------ Document extract ------

495 IBM Watson set to battle brain cancers
A cancer mutation is shown on a cell protein pathway from genome sequencing / IBM Research
 
The age of personalized medicine promises treatments tailored to you, based upon extensive analysis of your DNA to determine how a given medication would affect you. The problem is, that takes time -- a cadre of doctors are required to analyze your genetic makeup and craft a treatment specific. However, there's a new tool that could accelerate the development of future treatments: IBM's Jeopardy!-playing supercomputer, Watson.
 
Since its notorious stint as a game show champion in 2011, Watson has been training for a new career in medicine. The team at IBM thought Watson's talents for quickly scanning enormous data sets and understanding natural-language questions could make the artificial intelligence adept at diagnosing illness. Now Dr. Watson is taking on an aggressive cancer as a test case for its medical prowess.

------ Extracted data ------

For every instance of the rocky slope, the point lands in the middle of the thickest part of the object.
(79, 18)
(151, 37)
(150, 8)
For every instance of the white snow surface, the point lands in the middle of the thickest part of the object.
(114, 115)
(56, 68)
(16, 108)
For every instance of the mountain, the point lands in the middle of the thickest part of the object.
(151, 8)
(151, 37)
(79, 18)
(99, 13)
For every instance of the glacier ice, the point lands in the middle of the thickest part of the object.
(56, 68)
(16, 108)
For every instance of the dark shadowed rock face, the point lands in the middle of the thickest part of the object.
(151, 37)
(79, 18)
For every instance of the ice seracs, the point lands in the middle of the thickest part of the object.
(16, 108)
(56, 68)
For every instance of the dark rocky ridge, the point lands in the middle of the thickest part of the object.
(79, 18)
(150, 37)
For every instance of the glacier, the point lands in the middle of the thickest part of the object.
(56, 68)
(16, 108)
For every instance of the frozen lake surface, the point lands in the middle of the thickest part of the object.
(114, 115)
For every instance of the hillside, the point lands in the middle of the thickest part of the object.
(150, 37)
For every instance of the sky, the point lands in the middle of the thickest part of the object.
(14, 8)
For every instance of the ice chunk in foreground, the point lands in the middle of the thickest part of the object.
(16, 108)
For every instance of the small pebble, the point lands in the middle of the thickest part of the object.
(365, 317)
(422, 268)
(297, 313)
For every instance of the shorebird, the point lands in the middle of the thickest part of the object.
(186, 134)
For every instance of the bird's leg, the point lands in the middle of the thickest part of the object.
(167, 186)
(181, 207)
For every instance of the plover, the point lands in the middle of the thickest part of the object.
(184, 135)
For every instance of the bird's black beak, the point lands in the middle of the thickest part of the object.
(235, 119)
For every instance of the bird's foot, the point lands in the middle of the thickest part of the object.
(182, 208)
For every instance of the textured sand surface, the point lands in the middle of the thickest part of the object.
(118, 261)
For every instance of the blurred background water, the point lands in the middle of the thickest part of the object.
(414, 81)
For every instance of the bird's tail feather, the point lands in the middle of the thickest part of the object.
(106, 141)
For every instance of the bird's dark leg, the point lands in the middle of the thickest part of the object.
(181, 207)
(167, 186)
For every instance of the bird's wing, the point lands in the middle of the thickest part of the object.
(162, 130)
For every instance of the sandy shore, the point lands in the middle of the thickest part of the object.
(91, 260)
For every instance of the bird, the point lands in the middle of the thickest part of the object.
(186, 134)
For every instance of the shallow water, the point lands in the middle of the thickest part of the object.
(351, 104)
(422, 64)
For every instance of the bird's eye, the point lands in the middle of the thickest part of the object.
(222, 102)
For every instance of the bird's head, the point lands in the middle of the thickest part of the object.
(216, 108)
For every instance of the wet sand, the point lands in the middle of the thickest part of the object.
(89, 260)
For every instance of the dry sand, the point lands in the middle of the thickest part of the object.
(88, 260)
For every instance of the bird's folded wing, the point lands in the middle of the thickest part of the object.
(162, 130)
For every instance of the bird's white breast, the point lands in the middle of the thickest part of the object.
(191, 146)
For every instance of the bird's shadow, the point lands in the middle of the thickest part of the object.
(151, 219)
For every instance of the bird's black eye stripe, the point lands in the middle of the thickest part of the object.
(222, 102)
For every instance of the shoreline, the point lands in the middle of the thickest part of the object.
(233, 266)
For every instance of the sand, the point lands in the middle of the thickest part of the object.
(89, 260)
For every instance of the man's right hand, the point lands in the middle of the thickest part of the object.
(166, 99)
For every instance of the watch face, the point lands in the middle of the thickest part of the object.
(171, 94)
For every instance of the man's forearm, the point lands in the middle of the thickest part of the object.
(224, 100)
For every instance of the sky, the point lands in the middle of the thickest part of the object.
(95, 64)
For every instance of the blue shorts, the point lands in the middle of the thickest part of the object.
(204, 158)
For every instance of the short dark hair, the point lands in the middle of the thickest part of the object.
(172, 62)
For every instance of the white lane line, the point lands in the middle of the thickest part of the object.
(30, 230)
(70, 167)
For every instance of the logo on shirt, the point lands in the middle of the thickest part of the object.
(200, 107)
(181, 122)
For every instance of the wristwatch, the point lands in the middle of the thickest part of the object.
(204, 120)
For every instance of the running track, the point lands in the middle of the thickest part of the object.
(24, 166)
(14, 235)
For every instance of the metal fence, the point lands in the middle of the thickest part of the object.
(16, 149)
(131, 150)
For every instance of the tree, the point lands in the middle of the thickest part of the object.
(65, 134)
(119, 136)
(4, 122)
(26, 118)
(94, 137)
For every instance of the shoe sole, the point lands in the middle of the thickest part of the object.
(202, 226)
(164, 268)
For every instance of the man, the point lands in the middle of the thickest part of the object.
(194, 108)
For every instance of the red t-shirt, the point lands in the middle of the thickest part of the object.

------

- Exercise 1: Reproduce the Watson article word for word from "Since its notorious" to "its medical prowess.".
- Exercise 2: Please translate this sentence from the Watson article into Spanish: "Now Dr. Watson is taking on an aggressive cancer as a test case for its medical prowess."
These records were gathered from a separate source.

- Result 1:
Since its notorious stint as a game show champion in 2011, Watson has been training for a new career in medicine. The team at IBM thought Watson's talents for quickly scanning enormous data sets and understanding natural-language questions could make the artificial intelligence adept at diagnosing illness. Now Dr. Watson is taking on an aggressive cancer as a test case for its medical prowess.

- Result 2: Ahora el Dr. Watson se enfrenta a un cáncer agresivo como caso de prueba de su destreza médica.